Saved data entries:
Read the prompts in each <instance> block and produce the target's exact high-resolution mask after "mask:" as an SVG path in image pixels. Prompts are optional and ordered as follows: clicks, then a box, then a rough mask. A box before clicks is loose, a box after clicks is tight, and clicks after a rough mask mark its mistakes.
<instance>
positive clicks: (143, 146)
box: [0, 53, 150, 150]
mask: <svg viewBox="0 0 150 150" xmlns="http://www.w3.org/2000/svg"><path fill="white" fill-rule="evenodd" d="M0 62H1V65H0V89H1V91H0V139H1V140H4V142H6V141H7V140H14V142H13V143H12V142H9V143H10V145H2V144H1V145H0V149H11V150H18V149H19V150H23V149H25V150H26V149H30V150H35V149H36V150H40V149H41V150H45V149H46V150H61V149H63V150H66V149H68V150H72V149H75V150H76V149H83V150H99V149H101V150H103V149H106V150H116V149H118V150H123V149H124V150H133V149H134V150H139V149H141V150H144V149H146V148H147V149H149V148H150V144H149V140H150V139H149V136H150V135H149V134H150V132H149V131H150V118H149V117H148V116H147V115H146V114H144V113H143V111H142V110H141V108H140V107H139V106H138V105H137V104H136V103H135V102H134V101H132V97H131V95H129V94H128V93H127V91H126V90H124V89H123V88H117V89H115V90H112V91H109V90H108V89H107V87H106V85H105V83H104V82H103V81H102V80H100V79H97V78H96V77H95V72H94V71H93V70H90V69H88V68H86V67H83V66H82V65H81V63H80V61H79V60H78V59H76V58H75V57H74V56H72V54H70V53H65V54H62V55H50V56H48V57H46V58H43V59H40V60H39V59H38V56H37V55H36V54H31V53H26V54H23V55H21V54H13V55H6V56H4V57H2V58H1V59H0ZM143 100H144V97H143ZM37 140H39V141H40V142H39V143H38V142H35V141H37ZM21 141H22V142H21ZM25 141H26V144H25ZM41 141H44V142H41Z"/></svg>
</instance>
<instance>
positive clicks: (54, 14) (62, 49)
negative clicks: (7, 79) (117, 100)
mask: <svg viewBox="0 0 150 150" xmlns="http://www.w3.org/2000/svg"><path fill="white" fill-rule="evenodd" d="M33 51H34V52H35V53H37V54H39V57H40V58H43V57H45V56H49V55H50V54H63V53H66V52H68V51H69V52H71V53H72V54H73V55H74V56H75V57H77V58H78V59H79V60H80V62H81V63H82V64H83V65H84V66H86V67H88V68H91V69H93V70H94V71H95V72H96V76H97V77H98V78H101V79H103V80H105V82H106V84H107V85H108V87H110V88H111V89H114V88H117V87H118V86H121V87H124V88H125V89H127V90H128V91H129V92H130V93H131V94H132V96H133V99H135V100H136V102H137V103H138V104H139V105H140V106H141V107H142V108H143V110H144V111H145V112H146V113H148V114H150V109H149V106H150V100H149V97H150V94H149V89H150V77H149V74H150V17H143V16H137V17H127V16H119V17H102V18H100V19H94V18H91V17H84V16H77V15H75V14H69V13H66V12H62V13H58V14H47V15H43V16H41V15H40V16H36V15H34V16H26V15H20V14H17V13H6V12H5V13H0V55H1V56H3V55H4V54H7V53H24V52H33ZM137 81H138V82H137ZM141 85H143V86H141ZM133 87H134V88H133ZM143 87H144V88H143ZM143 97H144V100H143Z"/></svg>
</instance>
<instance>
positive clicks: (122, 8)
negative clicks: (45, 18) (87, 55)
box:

**PROMPT:** Convert the items from the start through the line with "box: [0, 53, 150, 150]" into a numbered list, leaving out any blank lines.

**OUTPUT:**
1. Read the prompts in each <instance> block and produce the target's exact high-resolution mask after "mask:" as an SVG path in image pixels. Prompts are optional and ordered as follows: clicks, then a box, then a rough mask. A box before clicks is loose, a box after clicks is tight, and clicks after a rough mask mark its mistakes.
2. <instance>
3. positive clicks: (143, 146)
4. box: [0, 53, 150, 150]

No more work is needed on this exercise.